▶ STUDY TEXT:
1972 single by the Sweet

"Little Willy" is a song written by songwriters Nicky Chinn and Mike Chapman and performed by the British glam rock band the Sweet, released in 1972 as a non-album single in the UK, peaking at number 4 in the UK Singles Chart. It was released in the US in January 1973 and also appeared on their US debut album The Sweet and became their biggest hit in the US, reaching number 3 on the Billboard Hot 100. Billboard ranked it as the number 18 song for 1973.

"Little Willy" was used extensively in the pilot of the television series Life on Mars.

== Background ==
The Sweet's previous single, "Poppa Joe", whilst more successful elsewhere in Europe, had failed to make the top-ten in the UK, peaking at number 11. The song was in the bubblegum pop formula with which the Sweet had first gained success in 1971 with "Funny, Funny" and "Co-Co". Songwriter Nicky Chinn recognised that interest in bubblegum pop songs was waning in the UK and decided to write a song that more closely reflected the band's self-penned rock songs (which had been released as the B-sides of their previous singles). The resulting song, "Little Willy", took elements of glam rock but still kept elements of bubblegum with the lyrics full of double entendres. Regarding the more risqué lyrics, Andy Scott said that "If the BBC had realised it was that blatant, it would never have got played and would never have been the hit that it was".

The song marked the last A-side on which all the instruments were played by session musicians, with the band members only providing the vocals. The session musicians were John Roberts, Phil Wainman and Pip Williams, who had also performed on the band's previous singles.

==Release and reception==
"Little Willy" was released as a single on 19 May 1972 in the UK by RCA Records. The B-side, "Man from Mecca", was written by the band and refers to the Mecca Leisure Group. The band had been touring around the UK at Mecca Ballrooms, but at the Portsmouth Locarno, the band were banned from the rest of the tour following an alleged "suggestive stage act". Reviewing the single for Record Mirror, Peter Jones wrote that "the vocal sound is fuller, more dominant and better controlled [than "Poppa Joe"]" and that "it's a pop song of simplicity and catchy, despite not having much of a range".

▶ RECORD EXTRACTS:
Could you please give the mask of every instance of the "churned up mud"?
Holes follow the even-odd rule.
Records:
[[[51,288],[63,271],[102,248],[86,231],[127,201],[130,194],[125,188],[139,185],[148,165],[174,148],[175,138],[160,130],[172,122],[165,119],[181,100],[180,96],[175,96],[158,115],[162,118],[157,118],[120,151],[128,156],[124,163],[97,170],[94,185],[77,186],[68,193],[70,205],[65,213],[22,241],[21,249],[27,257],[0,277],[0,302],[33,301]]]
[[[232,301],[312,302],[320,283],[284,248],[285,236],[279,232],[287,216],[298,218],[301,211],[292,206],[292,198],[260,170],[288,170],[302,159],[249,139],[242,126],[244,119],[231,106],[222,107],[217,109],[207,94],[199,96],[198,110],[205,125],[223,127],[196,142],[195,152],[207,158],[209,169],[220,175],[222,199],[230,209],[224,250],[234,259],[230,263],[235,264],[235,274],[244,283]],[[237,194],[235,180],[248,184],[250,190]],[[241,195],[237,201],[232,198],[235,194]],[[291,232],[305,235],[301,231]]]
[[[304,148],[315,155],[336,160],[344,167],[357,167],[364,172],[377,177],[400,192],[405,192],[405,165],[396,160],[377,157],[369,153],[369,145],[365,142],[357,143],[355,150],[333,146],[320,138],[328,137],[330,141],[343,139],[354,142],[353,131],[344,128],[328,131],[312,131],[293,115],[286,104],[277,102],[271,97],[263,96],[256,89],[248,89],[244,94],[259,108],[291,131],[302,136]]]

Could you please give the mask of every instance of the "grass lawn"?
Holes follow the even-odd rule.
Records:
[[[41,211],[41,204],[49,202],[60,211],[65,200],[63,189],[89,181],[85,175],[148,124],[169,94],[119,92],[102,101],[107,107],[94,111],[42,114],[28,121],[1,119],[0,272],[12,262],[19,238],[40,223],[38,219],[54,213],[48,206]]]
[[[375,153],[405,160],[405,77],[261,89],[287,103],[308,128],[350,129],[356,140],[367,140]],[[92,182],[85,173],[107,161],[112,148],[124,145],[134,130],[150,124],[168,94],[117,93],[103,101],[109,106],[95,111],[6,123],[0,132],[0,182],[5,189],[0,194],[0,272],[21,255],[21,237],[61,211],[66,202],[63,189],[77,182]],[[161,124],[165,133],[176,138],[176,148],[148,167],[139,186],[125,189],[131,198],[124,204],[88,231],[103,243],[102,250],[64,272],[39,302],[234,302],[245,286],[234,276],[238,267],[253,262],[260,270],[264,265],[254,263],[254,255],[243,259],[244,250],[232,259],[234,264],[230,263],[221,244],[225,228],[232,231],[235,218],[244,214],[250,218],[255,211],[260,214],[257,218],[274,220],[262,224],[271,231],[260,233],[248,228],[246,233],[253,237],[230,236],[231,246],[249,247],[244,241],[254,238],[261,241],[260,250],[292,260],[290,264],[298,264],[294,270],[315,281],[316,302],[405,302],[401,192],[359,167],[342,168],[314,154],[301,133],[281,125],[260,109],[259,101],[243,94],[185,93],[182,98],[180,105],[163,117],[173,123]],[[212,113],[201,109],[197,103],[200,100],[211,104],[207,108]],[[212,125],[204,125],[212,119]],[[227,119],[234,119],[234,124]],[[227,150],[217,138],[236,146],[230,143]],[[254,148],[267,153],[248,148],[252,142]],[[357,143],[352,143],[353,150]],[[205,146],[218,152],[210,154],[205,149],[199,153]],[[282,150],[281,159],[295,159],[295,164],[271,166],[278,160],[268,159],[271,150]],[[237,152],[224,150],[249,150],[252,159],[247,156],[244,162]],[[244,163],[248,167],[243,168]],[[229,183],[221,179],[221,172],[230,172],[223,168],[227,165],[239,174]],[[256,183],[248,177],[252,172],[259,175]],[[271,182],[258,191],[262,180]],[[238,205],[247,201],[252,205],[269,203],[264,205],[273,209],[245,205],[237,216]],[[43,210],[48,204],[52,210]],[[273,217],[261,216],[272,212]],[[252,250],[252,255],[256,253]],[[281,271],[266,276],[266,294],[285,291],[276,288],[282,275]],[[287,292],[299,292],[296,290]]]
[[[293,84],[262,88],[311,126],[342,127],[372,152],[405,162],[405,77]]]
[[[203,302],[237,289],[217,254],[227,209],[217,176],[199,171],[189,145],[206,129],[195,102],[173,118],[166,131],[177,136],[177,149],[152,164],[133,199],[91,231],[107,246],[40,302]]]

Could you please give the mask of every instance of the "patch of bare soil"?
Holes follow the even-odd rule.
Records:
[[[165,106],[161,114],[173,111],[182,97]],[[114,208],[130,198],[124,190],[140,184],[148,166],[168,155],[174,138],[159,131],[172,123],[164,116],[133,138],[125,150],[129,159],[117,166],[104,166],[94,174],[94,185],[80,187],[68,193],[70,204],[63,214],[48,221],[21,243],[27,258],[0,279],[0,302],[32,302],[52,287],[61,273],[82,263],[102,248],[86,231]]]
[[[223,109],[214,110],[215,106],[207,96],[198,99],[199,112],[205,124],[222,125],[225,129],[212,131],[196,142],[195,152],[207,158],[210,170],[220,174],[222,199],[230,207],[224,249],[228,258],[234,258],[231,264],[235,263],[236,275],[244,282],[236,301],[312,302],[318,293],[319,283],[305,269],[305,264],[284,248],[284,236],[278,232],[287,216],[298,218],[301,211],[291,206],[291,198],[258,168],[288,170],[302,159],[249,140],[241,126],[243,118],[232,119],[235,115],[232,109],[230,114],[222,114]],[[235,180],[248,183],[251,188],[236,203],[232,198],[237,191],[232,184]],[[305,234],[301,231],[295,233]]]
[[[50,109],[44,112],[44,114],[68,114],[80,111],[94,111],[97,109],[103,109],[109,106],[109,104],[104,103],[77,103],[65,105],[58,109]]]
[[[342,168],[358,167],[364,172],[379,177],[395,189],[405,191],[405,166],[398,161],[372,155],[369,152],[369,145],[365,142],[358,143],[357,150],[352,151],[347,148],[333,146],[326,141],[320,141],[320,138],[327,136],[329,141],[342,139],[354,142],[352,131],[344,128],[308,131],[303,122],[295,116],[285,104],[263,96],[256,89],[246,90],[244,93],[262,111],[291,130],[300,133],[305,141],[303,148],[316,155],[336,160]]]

▶ ACTIVITIES:
(A) Print the "Little Willy" text from "1972 single by" to "Life on Mars.".
(B) Answer from the "Little Willy" text:
(i) Which two songwriters wrote the song?
(ii) What was the title of the B-side?
(iii) What position did the song reach on the Billboard Hot 100?

▶ COMPLETED EXERCISE:
(A)
1972 single by the Sweet

"Little Willy" is a song written by songwriters Nicky Chinn and Mike Chapman and performed by the British glam rock band the Sweet, released in 1972 as a non-album single in the UK, peaking at number 4 in the UK Singles Chart. It was released in the US in January 1973 and also appeared on their US debut album The Sweet and became their biggest hit in the US, reaching number 3 on the Billboard Hot 100. Billboard ranked it as the number 18 song for 1973.

"Little Willy" was used extensively in the pilot of the television series Life on Mars.

(B)
(i) Nicky Chinn and Mike Chapman
(ii) "Man from Mecca"
(iii) Number 3